======== DATA SECTION

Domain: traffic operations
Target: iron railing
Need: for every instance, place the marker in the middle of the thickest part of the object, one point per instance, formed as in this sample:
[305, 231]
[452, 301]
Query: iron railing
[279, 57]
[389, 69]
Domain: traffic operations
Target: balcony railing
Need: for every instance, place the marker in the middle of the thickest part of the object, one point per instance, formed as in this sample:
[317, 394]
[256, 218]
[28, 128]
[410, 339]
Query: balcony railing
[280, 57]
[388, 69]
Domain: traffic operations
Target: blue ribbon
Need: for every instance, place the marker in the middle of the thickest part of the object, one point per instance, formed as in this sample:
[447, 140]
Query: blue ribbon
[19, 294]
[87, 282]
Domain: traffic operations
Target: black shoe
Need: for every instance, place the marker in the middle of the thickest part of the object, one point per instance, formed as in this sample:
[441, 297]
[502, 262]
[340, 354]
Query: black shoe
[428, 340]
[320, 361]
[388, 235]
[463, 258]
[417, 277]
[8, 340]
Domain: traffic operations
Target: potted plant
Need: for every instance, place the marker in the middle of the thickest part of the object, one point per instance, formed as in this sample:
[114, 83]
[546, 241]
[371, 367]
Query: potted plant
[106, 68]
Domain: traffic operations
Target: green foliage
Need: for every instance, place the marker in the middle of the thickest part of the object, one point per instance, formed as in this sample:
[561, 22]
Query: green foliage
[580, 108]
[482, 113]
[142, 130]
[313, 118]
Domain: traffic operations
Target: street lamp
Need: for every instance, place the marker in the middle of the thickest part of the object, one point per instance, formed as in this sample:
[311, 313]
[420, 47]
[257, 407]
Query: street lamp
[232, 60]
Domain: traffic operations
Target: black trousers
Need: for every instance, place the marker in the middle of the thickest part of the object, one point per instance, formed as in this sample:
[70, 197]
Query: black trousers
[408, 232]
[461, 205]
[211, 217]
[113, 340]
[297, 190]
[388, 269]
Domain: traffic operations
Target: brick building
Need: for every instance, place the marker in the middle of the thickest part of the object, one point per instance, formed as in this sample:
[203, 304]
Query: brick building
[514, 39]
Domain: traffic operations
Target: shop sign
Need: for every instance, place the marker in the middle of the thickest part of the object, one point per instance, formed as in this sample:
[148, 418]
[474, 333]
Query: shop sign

================

Would you please return all of the data exactly?

Domain: traffic operations
Target: iron railing
Need: for every instance, place the marker in the middle of the thickest part of the object, one point per instance, formed as in this sample:
[305, 231]
[452, 301]
Query: iron railing
[279, 57]
[389, 69]
Domain: traffic operations
Target: balcony railing
Need: for every instance, place the marker in the middle of the thickest part of the object, one point per instance, formed as in this sample:
[317, 394]
[256, 218]
[28, 128]
[410, 339]
Query: balcony railing
[280, 57]
[388, 69]
Domain: traffic operations
Target: blue ribbon
Need: for every instance, place the marker in the middle of the thickest part of the object, one point per instance, formed as in this sample:
[447, 140]
Query: blue ribbon
[19, 294]
[87, 282]
Domain: traffic operations
Target: black shoe
Need: for every instance, place the marker in the middle of the thickest part of the object, one point per instance, formed as in this sample:
[441, 297]
[502, 262]
[340, 354]
Query: black shoe
[428, 340]
[320, 361]
[388, 235]
[463, 258]
[417, 277]
[8, 340]
Domain: traffic operations
Target: potted plant
Need: for every instance, place the marker in the middle of the thickest part of the object, one point per instance, formed as in this sample:
[114, 83]
[546, 241]
[371, 367]
Query: potted plant
[106, 68]
Domain: traffic operations
Target: green foliage
Need: for every instance, place the marker in the middle of the thickest part of the object, one point per instance, formed as in this sample:
[561, 22]
Query: green foliage
[580, 108]
[482, 113]
[142, 130]
[313, 118]
Domain: traffic operations
Target: street lamp
Need: for every instance, place the marker in the middle of the thickest part of the object, one point per instance, formed as in this sample:
[311, 313]
[420, 47]
[257, 407]
Query: street lamp
[232, 60]
Domain: traffic operations
Target: black trousers
Need: for every instance, place the marker in the middle of the thickest part of the object, one point per instance, formed as in this sample:
[70, 197]
Query: black trousers
[408, 232]
[461, 205]
[211, 217]
[113, 340]
[297, 190]
[388, 269]
Domain: traffic operations
Target: brick building
Need: for every instance, place the marker in the middle of the thickest part of the object, one point per instance, formed as in this sample:
[203, 304]
Query: brick building
[514, 39]
Domain: traffic operations
Target: shop sign
Need: for every instance, place the marker in the middle of the thickest part of the object, one point per instance, formed as in this sample:
[148, 418]
[474, 333]
Query: shop sign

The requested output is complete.